[Start DATA FOR THIS TASK]

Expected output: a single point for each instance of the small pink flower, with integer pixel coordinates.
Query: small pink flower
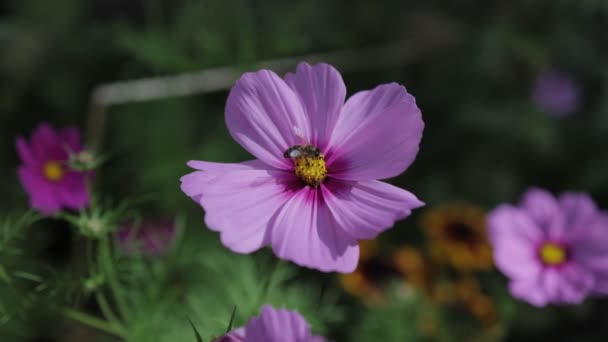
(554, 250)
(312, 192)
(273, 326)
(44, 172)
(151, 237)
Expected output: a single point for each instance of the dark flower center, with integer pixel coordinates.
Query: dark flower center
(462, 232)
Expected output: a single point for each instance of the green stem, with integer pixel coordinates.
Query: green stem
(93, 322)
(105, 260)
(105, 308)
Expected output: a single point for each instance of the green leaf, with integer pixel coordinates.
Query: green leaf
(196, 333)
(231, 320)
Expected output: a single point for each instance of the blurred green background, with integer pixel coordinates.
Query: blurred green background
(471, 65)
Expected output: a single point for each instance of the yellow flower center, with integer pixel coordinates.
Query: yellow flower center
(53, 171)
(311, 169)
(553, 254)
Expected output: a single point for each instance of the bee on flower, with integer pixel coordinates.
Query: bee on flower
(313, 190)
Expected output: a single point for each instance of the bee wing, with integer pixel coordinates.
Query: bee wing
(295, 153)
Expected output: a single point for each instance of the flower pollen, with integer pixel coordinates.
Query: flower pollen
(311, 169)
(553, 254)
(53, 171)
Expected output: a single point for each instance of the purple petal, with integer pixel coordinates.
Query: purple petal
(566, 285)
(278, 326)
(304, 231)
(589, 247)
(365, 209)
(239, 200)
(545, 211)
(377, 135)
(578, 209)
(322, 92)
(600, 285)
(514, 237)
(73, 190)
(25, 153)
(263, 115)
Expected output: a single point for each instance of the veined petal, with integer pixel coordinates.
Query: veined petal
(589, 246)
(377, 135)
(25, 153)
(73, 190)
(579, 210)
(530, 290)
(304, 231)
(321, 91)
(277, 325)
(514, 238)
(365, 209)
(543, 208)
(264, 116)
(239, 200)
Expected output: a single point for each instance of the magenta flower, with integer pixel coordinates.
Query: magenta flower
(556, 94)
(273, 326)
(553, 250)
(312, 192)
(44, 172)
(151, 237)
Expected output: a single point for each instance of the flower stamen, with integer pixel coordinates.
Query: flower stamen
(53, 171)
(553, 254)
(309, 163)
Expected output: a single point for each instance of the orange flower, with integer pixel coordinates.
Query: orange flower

[End DATA FOR THIS TASK]
[Start DATA FOR THIS TASK]

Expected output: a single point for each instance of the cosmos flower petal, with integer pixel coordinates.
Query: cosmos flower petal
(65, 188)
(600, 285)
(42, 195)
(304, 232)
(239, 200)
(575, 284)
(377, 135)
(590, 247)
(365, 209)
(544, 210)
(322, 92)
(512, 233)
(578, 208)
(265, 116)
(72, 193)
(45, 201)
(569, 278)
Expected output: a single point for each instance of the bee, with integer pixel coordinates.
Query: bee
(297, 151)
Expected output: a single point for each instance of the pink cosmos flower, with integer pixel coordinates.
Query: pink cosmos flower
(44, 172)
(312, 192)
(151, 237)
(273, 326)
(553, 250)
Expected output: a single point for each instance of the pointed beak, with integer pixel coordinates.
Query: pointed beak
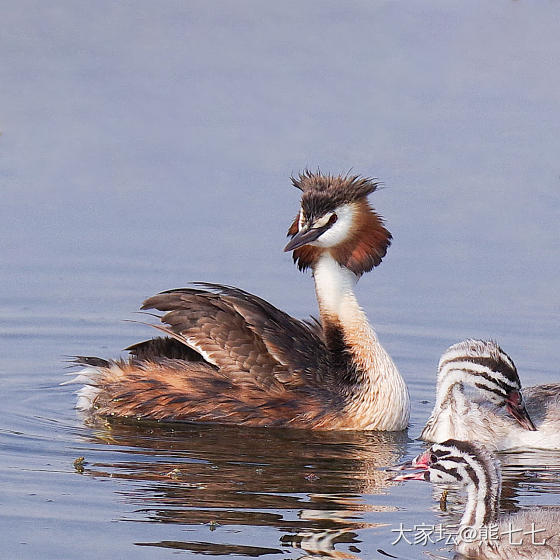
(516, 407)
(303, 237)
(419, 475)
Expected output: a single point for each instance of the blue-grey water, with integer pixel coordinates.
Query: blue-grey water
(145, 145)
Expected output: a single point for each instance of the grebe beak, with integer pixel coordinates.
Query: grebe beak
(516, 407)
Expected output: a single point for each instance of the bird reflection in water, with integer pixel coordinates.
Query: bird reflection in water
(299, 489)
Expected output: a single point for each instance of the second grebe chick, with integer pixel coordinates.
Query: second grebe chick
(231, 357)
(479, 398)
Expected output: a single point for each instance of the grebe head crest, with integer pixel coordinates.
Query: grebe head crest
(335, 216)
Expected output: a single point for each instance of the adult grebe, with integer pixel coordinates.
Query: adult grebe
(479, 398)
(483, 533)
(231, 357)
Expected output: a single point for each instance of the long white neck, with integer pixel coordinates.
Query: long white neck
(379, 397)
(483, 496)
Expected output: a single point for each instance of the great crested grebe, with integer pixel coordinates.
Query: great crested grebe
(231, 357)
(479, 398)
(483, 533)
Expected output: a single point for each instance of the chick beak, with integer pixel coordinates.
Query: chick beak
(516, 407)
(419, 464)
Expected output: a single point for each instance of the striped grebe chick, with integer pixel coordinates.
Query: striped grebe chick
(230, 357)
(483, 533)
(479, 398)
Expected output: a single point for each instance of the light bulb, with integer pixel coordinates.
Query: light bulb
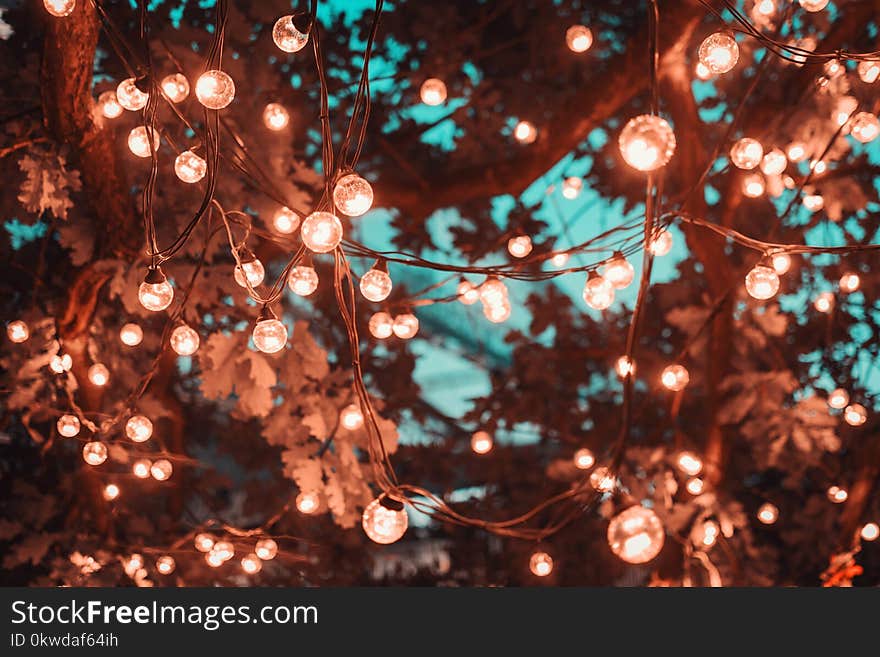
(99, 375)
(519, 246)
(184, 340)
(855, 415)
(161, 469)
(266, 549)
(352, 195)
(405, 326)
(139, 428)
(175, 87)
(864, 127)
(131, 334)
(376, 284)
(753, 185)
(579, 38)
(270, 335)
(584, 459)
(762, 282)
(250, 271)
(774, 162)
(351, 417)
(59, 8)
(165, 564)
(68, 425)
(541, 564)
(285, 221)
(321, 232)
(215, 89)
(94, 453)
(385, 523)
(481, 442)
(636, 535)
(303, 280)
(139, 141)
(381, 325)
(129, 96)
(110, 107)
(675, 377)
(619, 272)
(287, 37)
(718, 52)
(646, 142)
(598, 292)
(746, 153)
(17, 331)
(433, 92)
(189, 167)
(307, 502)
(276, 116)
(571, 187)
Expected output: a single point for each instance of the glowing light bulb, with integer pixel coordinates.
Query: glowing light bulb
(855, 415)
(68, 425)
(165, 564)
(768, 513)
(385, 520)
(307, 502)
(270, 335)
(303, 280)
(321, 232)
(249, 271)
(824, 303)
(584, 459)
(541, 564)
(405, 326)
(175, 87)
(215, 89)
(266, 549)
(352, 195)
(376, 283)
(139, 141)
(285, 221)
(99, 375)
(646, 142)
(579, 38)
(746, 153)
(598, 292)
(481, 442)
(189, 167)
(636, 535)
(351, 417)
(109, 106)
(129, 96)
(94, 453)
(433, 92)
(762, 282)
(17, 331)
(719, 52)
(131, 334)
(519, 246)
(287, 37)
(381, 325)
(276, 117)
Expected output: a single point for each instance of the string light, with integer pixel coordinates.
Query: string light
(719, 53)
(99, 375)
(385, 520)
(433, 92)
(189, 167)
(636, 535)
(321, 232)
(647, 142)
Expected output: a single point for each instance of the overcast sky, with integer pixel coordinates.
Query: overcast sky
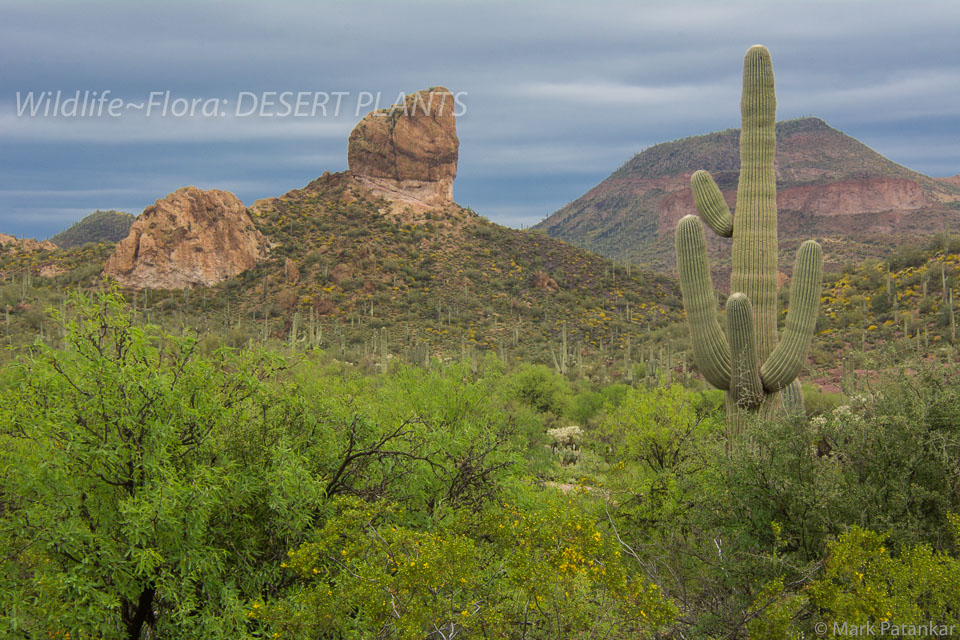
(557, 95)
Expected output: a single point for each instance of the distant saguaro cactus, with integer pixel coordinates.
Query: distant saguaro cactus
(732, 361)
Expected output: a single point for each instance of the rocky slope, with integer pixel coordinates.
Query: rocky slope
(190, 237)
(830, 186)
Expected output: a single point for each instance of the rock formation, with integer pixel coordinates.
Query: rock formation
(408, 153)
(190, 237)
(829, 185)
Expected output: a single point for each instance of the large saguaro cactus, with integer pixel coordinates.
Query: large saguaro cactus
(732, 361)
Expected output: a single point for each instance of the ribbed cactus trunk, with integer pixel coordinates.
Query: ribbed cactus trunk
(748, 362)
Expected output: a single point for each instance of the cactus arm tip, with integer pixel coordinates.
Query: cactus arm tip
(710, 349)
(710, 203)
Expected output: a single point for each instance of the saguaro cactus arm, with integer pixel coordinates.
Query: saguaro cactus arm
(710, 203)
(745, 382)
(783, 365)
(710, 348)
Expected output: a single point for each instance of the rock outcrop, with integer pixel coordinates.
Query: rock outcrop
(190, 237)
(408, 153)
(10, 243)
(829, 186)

[End DATA FOR THIS TASK]
[Start DATA FOR THIS TASK]

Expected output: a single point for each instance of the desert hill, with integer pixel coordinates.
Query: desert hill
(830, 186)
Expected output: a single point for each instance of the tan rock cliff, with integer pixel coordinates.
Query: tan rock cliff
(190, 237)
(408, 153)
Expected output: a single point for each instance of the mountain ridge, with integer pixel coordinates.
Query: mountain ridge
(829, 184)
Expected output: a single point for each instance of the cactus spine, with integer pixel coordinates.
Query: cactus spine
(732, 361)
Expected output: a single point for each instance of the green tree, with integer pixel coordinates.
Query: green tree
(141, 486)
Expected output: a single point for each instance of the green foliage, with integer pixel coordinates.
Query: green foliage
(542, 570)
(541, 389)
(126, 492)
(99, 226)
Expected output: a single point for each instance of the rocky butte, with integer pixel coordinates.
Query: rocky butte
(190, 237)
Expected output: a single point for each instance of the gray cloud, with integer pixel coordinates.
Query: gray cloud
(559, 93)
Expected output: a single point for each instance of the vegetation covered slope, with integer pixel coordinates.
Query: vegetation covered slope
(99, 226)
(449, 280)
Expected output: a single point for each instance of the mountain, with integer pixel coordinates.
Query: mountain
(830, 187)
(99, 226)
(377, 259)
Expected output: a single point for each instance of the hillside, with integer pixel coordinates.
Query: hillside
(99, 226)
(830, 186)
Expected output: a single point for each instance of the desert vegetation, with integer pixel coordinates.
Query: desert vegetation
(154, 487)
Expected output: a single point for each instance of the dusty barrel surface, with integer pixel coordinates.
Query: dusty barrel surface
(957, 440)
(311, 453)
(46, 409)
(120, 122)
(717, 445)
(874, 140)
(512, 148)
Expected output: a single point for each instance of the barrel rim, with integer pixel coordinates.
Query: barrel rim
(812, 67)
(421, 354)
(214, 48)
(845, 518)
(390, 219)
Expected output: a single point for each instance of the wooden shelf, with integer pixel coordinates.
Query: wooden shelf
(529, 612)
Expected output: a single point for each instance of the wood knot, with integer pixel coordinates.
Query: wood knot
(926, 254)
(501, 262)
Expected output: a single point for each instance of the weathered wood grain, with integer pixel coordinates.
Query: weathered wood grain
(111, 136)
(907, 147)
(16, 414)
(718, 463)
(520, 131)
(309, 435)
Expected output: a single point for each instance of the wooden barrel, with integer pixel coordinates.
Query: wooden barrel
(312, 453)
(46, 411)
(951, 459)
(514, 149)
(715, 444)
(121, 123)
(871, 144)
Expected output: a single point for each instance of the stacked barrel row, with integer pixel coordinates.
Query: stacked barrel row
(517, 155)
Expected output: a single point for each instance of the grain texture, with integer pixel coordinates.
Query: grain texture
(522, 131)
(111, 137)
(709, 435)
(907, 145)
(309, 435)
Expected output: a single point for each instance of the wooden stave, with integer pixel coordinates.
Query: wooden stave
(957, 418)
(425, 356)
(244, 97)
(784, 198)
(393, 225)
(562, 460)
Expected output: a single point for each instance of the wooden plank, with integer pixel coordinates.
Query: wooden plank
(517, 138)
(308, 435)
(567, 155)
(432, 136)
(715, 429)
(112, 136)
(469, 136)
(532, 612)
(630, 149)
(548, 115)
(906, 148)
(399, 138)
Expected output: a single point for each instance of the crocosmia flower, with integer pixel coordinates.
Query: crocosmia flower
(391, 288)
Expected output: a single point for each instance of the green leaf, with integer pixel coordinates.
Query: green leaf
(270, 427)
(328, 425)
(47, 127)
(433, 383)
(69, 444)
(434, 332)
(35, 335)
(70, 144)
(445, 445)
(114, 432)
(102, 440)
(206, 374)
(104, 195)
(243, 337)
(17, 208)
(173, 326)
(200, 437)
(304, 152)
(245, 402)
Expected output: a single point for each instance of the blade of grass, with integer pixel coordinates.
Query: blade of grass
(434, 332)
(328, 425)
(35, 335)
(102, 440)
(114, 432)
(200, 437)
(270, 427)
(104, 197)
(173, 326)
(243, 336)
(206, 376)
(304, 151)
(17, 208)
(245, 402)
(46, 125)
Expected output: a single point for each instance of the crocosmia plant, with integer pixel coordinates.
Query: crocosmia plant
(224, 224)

[End DATA FOR THIS TASK]

→ SET EXERCISE
List every line of the records that contains the word "rocky".

→ TASK OUTPUT
Expected output: a single point for each instance of the rocky slope, with integer pixel coordinates.
Query: rocky slope
Expected output: a single point for each instance of the rocky butte, with integer pixel coordinates.
Query: rocky butte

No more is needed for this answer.